Determine how many of the lines below contain the string "wall", with case counting. Give only the number.

_ _ _ _ _

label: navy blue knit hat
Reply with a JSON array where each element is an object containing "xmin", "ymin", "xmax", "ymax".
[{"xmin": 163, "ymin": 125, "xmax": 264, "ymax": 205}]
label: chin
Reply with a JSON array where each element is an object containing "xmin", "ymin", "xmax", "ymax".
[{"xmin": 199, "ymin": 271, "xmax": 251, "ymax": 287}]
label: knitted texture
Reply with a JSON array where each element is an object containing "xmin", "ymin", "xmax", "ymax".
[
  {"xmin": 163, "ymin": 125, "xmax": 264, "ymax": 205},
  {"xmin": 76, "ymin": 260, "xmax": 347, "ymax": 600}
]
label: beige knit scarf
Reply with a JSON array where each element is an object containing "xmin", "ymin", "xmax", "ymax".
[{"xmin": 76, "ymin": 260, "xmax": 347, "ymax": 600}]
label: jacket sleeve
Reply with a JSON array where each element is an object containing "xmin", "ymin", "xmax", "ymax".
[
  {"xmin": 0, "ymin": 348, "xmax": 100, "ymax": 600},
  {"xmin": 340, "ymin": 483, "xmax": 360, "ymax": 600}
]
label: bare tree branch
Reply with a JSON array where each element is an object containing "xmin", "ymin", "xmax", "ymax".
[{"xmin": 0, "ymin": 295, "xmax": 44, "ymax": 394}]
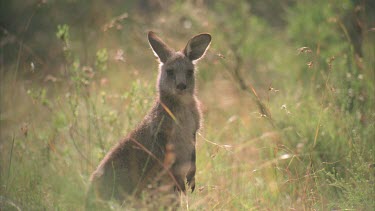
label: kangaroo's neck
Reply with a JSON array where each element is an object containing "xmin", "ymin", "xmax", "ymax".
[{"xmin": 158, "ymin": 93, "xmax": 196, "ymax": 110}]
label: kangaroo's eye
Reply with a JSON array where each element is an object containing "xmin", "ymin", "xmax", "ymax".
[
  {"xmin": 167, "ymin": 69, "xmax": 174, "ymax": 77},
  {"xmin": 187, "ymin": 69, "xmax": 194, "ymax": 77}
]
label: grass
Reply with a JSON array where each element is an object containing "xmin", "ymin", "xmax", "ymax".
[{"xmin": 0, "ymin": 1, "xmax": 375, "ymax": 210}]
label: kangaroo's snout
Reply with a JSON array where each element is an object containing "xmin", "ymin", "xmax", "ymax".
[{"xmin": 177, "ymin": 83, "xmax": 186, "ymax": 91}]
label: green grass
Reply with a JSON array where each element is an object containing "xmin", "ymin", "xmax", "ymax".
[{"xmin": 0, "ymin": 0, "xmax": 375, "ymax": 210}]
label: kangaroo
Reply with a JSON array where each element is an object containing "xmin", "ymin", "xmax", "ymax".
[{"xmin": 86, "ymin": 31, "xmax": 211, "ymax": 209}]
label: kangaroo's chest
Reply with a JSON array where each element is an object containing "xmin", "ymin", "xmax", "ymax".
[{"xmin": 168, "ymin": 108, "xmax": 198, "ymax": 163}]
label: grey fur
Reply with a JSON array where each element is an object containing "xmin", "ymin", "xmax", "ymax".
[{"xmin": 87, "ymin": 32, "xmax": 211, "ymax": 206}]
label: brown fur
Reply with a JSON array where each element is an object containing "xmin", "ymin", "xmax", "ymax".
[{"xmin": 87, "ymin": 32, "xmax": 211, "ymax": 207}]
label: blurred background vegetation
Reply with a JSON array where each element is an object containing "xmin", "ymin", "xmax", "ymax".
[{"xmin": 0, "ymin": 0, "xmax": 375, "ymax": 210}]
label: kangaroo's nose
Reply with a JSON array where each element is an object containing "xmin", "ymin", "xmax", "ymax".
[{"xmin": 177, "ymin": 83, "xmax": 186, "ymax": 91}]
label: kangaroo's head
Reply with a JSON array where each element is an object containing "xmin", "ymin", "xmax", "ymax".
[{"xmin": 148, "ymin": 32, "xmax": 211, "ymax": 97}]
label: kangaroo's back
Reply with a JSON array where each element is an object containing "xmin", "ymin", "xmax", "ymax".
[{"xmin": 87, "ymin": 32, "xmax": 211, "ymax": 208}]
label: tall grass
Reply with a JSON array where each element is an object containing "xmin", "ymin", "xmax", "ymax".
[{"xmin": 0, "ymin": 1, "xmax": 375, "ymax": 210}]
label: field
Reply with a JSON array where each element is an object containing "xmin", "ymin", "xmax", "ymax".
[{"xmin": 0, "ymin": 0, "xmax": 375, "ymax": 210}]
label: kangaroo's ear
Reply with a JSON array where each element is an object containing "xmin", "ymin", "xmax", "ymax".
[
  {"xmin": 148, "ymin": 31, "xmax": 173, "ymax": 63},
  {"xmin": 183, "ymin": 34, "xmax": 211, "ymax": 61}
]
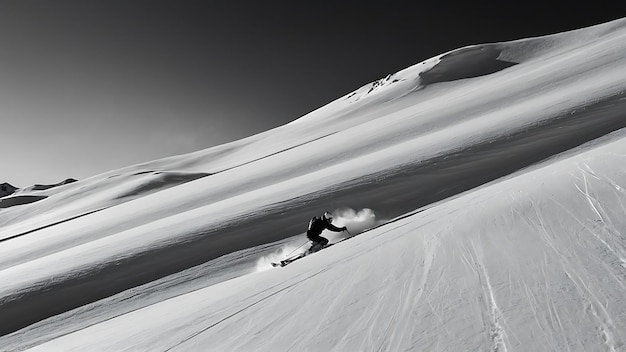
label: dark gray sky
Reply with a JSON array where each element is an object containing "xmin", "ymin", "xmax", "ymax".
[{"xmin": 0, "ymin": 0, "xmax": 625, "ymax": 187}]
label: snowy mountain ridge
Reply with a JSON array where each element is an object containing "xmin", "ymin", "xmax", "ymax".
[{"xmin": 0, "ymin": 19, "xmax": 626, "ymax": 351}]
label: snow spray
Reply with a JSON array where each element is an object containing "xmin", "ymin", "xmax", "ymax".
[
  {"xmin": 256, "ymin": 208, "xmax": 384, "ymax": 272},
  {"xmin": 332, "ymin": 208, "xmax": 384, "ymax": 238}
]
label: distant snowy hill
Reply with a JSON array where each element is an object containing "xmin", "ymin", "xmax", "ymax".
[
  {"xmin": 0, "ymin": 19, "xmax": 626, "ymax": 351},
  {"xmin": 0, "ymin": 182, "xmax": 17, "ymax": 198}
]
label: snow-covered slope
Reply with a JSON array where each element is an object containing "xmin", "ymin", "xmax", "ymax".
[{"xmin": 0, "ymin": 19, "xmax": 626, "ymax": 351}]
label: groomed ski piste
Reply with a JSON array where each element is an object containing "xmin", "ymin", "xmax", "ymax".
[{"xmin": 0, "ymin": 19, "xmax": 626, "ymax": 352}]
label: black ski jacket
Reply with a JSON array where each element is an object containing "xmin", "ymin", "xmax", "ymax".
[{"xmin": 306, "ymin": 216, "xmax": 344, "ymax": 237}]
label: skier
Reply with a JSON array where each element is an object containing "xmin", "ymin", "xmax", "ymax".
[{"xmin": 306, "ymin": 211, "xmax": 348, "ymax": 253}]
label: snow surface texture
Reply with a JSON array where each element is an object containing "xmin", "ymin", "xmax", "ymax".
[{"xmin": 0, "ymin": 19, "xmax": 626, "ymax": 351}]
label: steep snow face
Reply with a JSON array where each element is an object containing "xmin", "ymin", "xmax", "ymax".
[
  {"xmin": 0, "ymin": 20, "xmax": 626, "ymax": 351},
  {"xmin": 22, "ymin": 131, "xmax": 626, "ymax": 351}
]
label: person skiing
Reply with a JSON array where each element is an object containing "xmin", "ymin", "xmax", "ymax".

_ _ _ _ _

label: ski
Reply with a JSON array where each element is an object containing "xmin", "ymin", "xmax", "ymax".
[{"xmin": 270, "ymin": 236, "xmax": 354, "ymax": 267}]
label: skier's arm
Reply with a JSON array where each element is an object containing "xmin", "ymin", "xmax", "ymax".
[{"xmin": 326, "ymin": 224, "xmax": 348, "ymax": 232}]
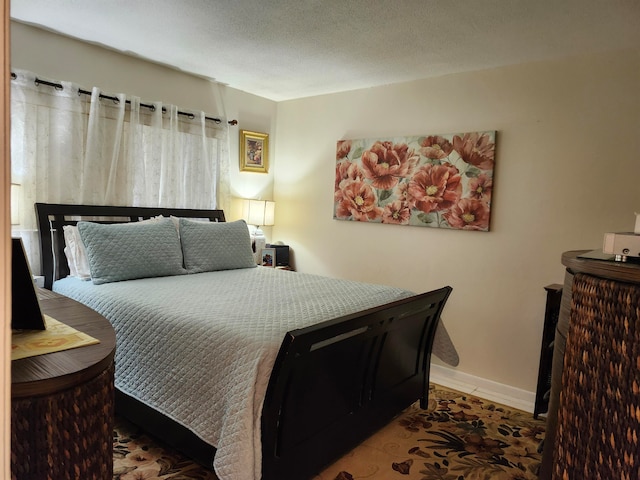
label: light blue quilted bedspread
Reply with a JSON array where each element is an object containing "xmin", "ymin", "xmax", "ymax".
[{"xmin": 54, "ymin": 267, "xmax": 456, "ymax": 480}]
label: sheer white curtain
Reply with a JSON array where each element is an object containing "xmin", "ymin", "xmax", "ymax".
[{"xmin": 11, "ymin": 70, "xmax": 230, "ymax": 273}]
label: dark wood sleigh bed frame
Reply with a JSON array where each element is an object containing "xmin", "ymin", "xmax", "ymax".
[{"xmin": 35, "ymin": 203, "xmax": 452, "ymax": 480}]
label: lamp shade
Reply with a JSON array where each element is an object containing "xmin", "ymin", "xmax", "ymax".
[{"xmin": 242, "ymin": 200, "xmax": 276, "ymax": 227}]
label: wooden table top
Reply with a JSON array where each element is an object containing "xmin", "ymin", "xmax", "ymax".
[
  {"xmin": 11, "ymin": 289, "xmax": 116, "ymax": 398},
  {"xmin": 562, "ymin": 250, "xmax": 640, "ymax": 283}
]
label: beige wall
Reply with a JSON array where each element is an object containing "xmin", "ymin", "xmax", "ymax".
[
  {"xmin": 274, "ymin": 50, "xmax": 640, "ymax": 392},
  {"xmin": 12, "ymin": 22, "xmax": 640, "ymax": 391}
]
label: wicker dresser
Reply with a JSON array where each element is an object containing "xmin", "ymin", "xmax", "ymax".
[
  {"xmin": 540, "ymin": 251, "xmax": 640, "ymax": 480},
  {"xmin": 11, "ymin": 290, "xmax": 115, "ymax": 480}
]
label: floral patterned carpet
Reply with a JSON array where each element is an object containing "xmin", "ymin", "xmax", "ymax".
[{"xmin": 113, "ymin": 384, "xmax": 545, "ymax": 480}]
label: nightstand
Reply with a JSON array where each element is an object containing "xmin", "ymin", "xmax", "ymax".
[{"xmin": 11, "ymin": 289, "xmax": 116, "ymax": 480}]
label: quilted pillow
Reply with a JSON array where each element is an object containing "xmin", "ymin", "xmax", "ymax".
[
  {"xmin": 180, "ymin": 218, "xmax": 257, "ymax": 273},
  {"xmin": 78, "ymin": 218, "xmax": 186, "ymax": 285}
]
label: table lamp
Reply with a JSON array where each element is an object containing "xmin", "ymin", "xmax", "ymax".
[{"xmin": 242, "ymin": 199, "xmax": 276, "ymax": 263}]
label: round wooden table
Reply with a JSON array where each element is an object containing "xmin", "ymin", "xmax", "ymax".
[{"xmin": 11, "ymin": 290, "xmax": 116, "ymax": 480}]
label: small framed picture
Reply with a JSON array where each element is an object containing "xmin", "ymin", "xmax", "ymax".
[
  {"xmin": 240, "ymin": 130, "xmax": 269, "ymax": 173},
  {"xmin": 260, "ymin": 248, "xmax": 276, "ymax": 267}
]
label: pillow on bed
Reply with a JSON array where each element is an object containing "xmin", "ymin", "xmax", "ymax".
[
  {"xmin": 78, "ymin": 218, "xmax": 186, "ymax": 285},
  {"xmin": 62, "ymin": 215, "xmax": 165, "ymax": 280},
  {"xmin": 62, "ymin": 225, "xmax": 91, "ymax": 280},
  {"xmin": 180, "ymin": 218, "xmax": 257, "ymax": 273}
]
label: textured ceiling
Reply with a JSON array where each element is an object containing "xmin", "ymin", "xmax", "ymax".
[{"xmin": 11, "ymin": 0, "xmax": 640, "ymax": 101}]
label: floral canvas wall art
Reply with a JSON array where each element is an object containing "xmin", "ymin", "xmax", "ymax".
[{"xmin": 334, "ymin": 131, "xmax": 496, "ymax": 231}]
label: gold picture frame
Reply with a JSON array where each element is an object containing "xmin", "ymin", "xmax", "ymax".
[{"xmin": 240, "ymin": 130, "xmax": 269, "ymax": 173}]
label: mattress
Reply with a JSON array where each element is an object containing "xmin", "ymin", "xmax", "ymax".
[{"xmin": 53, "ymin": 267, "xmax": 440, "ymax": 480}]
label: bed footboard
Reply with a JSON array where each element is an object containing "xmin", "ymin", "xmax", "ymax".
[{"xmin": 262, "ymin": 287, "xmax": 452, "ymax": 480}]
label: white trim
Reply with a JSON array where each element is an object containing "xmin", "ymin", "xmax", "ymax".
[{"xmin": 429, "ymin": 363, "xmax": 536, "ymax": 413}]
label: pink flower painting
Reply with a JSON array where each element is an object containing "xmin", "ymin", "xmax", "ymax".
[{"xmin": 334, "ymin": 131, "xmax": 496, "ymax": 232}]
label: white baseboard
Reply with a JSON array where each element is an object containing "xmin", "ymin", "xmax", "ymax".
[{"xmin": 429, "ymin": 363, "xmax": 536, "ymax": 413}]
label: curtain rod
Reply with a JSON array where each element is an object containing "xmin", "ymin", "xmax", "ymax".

_ _ _ _ _

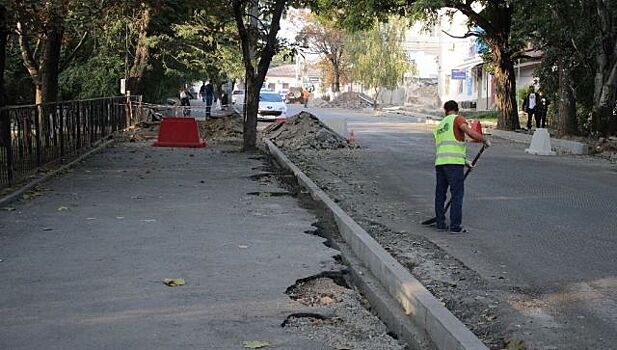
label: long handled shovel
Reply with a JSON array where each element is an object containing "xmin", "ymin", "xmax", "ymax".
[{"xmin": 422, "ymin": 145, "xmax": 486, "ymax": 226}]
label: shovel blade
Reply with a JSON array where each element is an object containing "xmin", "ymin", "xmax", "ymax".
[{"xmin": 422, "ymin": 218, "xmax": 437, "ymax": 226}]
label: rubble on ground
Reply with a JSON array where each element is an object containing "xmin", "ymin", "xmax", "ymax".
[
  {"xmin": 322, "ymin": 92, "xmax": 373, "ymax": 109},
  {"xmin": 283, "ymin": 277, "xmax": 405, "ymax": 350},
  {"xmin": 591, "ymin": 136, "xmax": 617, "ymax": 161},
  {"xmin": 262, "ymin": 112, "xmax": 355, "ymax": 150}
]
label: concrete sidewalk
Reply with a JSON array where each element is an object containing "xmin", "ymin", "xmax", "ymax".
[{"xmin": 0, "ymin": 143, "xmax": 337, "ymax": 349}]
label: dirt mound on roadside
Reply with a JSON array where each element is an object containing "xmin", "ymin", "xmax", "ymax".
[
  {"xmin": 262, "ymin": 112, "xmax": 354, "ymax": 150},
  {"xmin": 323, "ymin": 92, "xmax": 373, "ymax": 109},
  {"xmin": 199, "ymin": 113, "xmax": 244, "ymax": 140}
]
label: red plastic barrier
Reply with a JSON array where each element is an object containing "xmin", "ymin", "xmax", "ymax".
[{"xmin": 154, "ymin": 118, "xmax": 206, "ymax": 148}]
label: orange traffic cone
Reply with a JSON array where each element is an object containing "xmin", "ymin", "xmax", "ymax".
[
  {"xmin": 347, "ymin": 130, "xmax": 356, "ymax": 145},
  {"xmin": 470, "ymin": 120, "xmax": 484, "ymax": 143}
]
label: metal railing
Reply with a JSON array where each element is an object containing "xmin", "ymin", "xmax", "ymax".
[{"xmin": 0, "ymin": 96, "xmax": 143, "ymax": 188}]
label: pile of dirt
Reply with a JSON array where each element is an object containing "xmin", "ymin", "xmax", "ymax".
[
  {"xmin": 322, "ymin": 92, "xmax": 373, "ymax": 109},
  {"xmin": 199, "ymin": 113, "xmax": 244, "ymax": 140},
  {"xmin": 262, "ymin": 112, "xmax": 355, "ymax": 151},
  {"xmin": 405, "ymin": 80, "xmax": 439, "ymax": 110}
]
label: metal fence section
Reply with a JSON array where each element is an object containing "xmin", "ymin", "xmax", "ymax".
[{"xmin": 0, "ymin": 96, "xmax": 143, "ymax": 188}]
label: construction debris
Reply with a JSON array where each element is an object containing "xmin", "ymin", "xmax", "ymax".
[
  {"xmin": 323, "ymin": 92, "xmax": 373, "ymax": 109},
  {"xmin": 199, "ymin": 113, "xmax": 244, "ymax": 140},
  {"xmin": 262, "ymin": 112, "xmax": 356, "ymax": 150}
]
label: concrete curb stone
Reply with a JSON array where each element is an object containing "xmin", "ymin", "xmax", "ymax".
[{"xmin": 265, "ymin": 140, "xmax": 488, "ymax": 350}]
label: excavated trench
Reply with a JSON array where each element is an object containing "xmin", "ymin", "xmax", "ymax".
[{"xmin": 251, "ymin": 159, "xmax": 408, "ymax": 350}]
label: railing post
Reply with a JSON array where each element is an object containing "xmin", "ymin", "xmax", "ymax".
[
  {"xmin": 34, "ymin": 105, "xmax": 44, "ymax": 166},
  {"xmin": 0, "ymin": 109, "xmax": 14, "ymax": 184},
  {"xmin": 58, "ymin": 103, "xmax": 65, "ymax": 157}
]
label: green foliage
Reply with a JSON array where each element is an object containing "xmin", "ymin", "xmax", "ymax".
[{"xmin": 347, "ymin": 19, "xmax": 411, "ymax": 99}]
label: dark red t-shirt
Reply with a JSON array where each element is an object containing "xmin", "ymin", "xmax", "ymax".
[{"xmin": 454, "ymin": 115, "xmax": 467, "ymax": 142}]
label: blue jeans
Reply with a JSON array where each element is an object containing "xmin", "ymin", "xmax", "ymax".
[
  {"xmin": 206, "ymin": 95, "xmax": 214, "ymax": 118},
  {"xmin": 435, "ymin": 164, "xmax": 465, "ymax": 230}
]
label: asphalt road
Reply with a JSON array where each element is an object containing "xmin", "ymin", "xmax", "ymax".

_ _ _ _ _

Response for this exercise
2